■ **Passage given**
——
Human rights groups have slammed Israel’s “excessive” force against those protesting the “discriminatory” plan to uproot tens of thousands of Bedouins in the state against their will.

Last week, both Amnesty International and Human Rights Watch harshly condemned Israeli treatment of protesters during a general strike against the Prawer Plan–the name given to the Israeli effort to demolish unrecognized Bedouin villages and push the residents into government-approved townships. As Mondoweiss’ Allison Deger reported last week, protesters in Israel, the West Bank and Gaza–most of them Palestinian– poured into the streets to condemn the Prawer Plan. A bill authorizing the Prawer Plan, named after former Israeli official Ehud Prawer, passed the Knesset for the first time last month. The legislation needs to go through two more readings in the Knesset for it to become enshrined in law.

Israeli police cracked down on the demonstrators voicing criticism of the plan on July 15, according to a Human Rights Watch report on the general strike.

Witnesses told the group that the police attacked protesters with mounted horses and tear gas. “I saw one of the [riot police] officers walk in front of us, he signaled and all of a sudden horses started running and trampling people. Some people hadn’t even heard the five-minute warning. There was no proper communication between the forces and the protesters,” one demonstrator in the northern Israeli city of Sakhnin told Human Rights Watch. Another protester said that a police officer used a horse to “trample” a man trying to protect a girl from the authorities. Other demonstrators said that the police fired tear gas and stun grenades at them.
——
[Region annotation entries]

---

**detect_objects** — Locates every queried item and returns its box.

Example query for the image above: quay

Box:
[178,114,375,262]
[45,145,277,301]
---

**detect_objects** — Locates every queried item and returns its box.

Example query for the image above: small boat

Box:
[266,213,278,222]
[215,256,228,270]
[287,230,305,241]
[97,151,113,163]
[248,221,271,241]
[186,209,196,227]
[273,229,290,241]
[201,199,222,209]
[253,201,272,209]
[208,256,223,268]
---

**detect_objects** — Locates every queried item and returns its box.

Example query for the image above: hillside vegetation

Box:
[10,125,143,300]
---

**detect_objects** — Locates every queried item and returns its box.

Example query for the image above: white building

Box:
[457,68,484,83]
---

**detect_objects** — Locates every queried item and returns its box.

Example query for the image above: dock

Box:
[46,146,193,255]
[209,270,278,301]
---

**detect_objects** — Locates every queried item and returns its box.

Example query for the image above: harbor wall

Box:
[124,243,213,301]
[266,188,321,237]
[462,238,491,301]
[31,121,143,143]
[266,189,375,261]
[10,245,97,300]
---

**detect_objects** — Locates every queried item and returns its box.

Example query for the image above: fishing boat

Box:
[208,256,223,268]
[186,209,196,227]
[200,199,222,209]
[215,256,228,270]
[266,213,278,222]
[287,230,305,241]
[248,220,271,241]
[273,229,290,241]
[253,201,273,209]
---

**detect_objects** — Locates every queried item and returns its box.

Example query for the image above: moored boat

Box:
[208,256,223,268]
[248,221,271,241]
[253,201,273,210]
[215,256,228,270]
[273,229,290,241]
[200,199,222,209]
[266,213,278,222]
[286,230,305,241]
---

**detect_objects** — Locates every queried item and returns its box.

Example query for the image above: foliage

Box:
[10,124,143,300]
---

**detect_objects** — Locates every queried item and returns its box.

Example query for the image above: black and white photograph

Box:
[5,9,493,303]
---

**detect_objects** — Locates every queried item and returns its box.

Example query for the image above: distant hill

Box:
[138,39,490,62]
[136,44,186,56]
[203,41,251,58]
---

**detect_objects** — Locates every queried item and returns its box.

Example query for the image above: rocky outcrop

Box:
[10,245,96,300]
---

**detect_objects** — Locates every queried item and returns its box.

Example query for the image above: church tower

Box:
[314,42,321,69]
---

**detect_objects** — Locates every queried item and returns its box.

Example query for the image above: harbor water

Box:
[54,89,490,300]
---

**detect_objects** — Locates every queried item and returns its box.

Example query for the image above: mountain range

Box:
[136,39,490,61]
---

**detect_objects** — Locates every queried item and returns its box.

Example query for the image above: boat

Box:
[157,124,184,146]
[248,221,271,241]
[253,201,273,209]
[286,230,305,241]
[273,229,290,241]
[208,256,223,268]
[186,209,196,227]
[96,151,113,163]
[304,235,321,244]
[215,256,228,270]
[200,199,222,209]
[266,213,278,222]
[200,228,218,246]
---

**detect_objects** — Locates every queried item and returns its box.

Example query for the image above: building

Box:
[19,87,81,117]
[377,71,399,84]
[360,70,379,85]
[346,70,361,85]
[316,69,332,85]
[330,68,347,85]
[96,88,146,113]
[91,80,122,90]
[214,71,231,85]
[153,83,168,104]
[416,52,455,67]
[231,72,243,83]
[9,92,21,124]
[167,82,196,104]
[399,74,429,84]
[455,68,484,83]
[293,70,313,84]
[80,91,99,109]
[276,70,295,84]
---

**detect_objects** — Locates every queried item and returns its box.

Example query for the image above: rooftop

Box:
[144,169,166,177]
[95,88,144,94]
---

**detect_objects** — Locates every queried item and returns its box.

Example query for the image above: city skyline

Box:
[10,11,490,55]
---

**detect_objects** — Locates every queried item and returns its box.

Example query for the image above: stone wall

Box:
——
■ **Stated problem 1**
Translate this sentence from the Prawer Plan article into Spanish: "Israeli police cracked down on the demonstrators voicing criticism of the plan on July 15, according to a Human Rights Watch report on the general strike."
■ **Stated problem 2**
Answer these questions using the Prawer Plan article:
(a) Who is the Prawer Plan named after?
(b) How many more Knesset readings does the bill need before it becomes law?
(c) In what city was the demonstrator who described horses trampling people?
■ **Stated problem 3**
Carry on writing the Prawer Plan article from the point where it stops.
You won't need the rows for anything here.

■ **Final answer 1**
La policía israelí reprimió a los manifestantes que criticaban el plan el 15 de julio, según un informe de Human Rights Watch sobre la huelga general.

■ **Final answer 2**
(a) Ehud Prawer, a former Israeli official.
(b) Two.
(c) Sakhnin.

■ **Final answer 3**
Ten protesters were injured in the fracas, and over two dozen people were arrested.

Human Rights Watch urged Israeli authorities to investigate and hold accountable those responsible for the “excessive” force. “Security officials literally trampled on Israeli citizens who were demonstrating peacefully on July 15. If those responsible for unjustifiably injuring protesters go unpunished, it would send a dangerous signal that Israeli authorities will not tolerate peaceful protests,” said Human Rights Watch’s Joe Stork in a statement. But crackdowns on Israeli citizens protesting has a precedent. The most famous, and brutal, cases occurred during the start of the Second Intifada, when Palestinian citizens called a general strike in solidarity with the intifada and were met with violence by the Israeli police. 13 Palestinian citizens of Israel were killed in the unrest in October 2000, but no police officer was indicted for the killings.

Amnesty International also condemned the “excessive force against demonstrators in Be’er Sheva and Sakhnin” last week, and also noted that Hamas and the Palestinian Authority prevented demonstrations and marches against the Prawer Plan.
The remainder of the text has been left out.